PROBLEM STATEMENT ▸ The response must be made up of the lines in the entries below that contain "spot".

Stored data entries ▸
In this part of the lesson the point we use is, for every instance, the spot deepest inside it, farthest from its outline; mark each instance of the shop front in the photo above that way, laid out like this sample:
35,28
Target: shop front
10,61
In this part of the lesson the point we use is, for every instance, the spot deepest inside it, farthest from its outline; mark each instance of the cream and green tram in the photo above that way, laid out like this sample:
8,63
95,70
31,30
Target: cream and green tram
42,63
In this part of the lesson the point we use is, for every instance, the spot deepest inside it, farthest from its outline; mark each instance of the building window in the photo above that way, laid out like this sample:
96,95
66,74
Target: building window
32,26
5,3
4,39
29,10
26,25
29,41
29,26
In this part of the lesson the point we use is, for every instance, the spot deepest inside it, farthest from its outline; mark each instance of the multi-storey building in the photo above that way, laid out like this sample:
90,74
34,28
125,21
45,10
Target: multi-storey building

ANSWER SPACE ▸
In this part of the lesson the point we use is, for every instance, the spot deepest inside it, farthest from its outline; mark each instance of the shop front in the photo above that way, laid out like this sample:
In this part of the lesson the point we use is, for every instance, the spot deepest inside it, farthest from its outline; mark each instance of the cream and green tram in the photo above that way, laid out like this sample:
In this part of the lesson the point we use is, for every instance, the spot deepest inside it, farthest from its outline; mark each instance of the building window in the photo above that way, laid out like this sample:
In this part of the lesson the point we use is, for every instance, the spot deepest inside it, farthest from its outline; mark each instance of the multi-storey building in the photo above that way, laid out like this sample:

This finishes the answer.